╔══

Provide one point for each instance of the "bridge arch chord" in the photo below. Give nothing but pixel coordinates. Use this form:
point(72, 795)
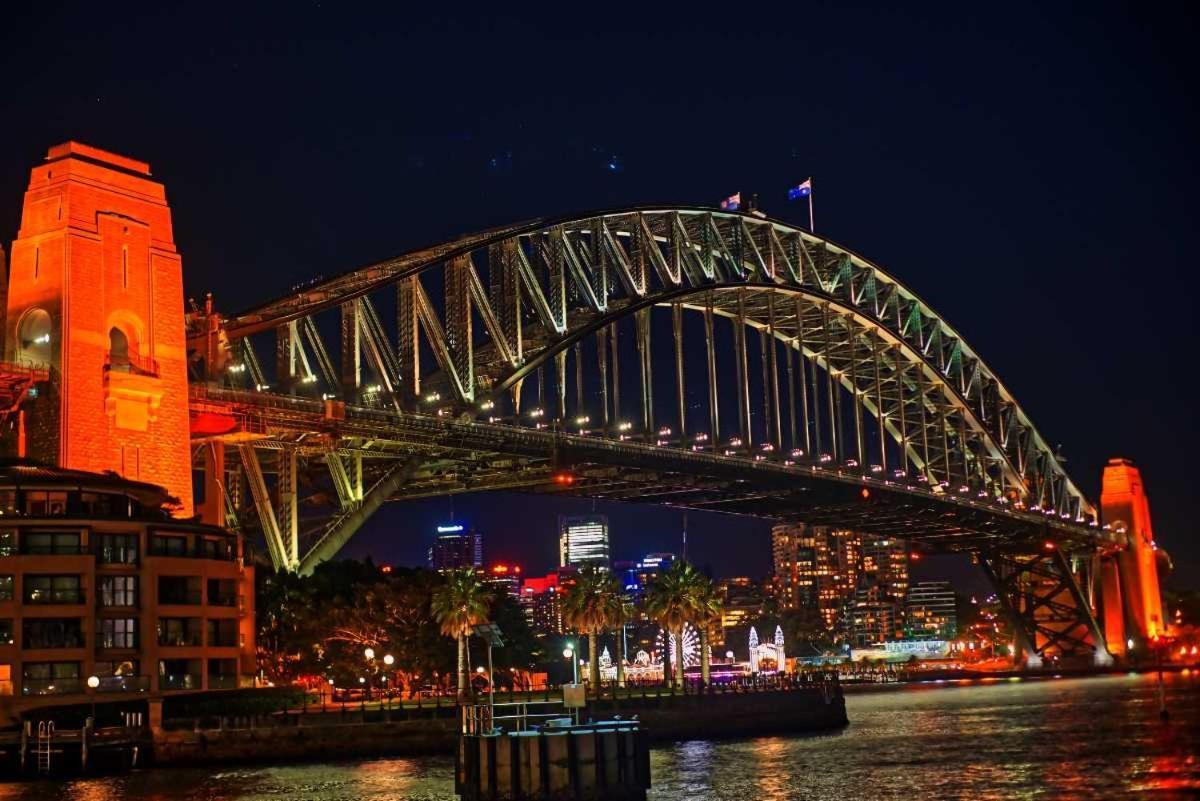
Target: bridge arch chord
point(516, 300)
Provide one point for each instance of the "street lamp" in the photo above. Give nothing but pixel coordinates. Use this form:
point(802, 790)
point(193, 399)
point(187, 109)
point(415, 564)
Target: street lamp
point(569, 654)
point(93, 684)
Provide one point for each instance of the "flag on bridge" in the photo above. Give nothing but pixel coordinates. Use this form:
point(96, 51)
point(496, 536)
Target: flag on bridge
point(802, 191)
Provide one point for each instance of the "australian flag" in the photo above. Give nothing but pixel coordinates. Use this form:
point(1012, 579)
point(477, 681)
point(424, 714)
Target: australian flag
point(802, 191)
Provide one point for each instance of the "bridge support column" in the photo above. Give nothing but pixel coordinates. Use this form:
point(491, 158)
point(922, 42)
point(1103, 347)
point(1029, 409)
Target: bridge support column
point(1123, 505)
point(214, 506)
point(1113, 607)
point(1042, 598)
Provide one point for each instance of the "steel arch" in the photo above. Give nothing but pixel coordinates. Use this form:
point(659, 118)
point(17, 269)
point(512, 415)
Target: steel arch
point(574, 275)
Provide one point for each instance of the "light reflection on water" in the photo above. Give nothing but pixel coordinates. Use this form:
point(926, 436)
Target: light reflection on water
point(1066, 739)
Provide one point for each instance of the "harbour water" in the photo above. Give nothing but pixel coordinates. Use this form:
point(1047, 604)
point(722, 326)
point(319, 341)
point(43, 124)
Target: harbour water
point(1049, 739)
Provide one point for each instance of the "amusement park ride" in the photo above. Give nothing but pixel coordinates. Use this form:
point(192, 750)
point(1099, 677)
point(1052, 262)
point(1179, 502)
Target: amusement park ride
point(801, 383)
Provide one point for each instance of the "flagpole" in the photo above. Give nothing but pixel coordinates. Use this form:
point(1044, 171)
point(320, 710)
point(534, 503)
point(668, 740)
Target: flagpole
point(811, 229)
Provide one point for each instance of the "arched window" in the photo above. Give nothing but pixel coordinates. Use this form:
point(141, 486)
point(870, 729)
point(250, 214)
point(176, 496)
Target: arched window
point(118, 350)
point(34, 337)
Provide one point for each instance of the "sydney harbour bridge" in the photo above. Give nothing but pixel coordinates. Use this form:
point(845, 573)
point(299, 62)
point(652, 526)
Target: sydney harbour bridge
point(684, 356)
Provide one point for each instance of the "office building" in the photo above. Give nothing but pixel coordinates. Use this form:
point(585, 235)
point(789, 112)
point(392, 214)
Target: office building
point(583, 541)
point(931, 612)
point(456, 547)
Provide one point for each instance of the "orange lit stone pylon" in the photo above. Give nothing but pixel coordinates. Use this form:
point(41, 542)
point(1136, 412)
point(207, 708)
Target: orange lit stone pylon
point(1133, 601)
point(96, 294)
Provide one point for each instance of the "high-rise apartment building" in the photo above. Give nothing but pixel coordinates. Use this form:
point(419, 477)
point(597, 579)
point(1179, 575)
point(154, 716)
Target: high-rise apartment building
point(583, 541)
point(931, 612)
point(816, 567)
point(456, 547)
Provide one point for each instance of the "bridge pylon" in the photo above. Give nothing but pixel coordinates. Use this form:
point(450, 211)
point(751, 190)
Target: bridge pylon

╚══

WHAT IS EXPECTED:
Format every line of the items above as a JSON list of strings, one string per line, with blank lines and the picture line left out.

EXERCISE SOLUTION:
[
  "Provide one point for each instance of the \"bridge arch chord\" in the photo below. Give nothing but pixel coordinates. Use this form:",
  "point(72, 795)",
  "Target: bridge arch chord",
  "point(516, 300)",
  "Provide one point for each instance of the \"street lamp\" in the photo above. Give nothing but pixel coordinates. Use this form:",
  "point(802, 790)",
  "point(193, 399)",
  "point(187, 109)",
  "point(415, 564)",
  "Target: street lamp",
  "point(569, 654)",
  "point(93, 684)",
  "Provide one point for each instance of the \"flag on bridge\" in the photo above. Give nothing but pixel coordinates. Use this form:",
  "point(96, 51)",
  "point(496, 536)",
  "Target: flag on bridge",
  "point(802, 191)",
  "Provide one point for each instance of the \"australian flag\" in the photo above. Give nothing but pixel coordinates. Use this form:",
  "point(1012, 579)",
  "point(477, 681)",
  "point(424, 714)",
  "Target: australian flag",
  "point(802, 191)",
  "Provide one point for each instance of the \"bridge support column\" in the photo above. Give nothing but pixel coordinates. Use this form:",
  "point(491, 158)",
  "point(922, 42)",
  "point(1103, 347)",
  "point(1029, 409)",
  "Target: bridge support column",
  "point(1123, 505)",
  "point(214, 506)",
  "point(1113, 607)",
  "point(1042, 598)",
  "Provide one point for each instance of the \"steel arch\" in the photo above. Give nothing but pixel coordinates. Use this form:",
  "point(659, 118)",
  "point(17, 269)",
  "point(512, 415)",
  "Target: steel arch",
  "point(574, 275)",
  "Provide one point for each instance of the \"light reflection on water\" in the photo above. Give nothing but pixel coordinates. Use this form:",
  "point(926, 436)",
  "Target: light reflection on water",
  "point(1066, 739)",
  "Provide one point for each instance of the \"harbour water\" in the photo above. Give nothing but pixel coordinates. Use this form:",
  "point(1047, 604)",
  "point(722, 326)",
  "point(319, 341)",
  "point(43, 124)",
  "Target: harbour water",
  "point(1049, 739)",
  "Provide one point for each instance of the \"amusement park ride\" in the photo above. Give nothing but pixel coordinates. Use this form:",
  "point(192, 750)",
  "point(1099, 677)",
  "point(1052, 262)",
  "point(1179, 502)",
  "Target: amusement park ride",
  "point(801, 383)",
  "Provide one point for each instance of the \"flagpole\" in the photo above. Give nothing but pixel coordinates. Use this form:",
  "point(1044, 171)",
  "point(320, 710)",
  "point(534, 503)",
  "point(668, 740)",
  "Target: flagpole",
  "point(811, 229)",
  "Provide one point for each instance of the \"arched window\" in the photo above. Give nothing but pixel coordinates. Use this form:",
  "point(141, 486)",
  "point(870, 729)",
  "point(250, 214)",
  "point(176, 496)",
  "Target: arched window",
  "point(118, 350)",
  "point(34, 337)",
  "Provide one point for each instance of the \"sydney harbour bridge\" in the photo above. Give nothing but pixel coordinates. Use this form:",
  "point(845, 573)",
  "point(299, 62)",
  "point(652, 526)",
  "Target: sydney harbour bridge",
  "point(684, 356)",
  "Provide one point for each instance of the \"office building\" in the photo above. Give nothing but pixel coordinates. Use this form:",
  "point(585, 235)",
  "point(789, 112)",
  "point(392, 214)",
  "Target: office building",
  "point(583, 541)",
  "point(931, 612)",
  "point(456, 547)",
  "Provide one point for each instance of the \"orange lit stone pylon\" in the photo above. Give nothing but pixel coordinates. Use this form:",
  "point(41, 542)",
  "point(1136, 412)",
  "point(207, 708)",
  "Target: orange lit stone pylon",
  "point(1133, 601)",
  "point(96, 294)",
  "Provide one point for each instance of the \"high-rise apartment building\" in the photo above. Give nothing but pixel coordinates. Use this form:",
  "point(419, 477)",
  "point(597, 579)",
  "point(1179, 575)",
  "point(154, 716)",
  "Target: high-rise apartment building",
  "point(583, 541)",
  "point(931, 612)",
  "point(816, 567)",
  "point(456, 547)",
  "Provide one point for each instance of the \"bridge pylon\" in the photo above. Give nothing but pixel coordinates. Use this form:",
  "point(450, 211)",
  "point(751, 190)",
  "Target: bridge pylon"
]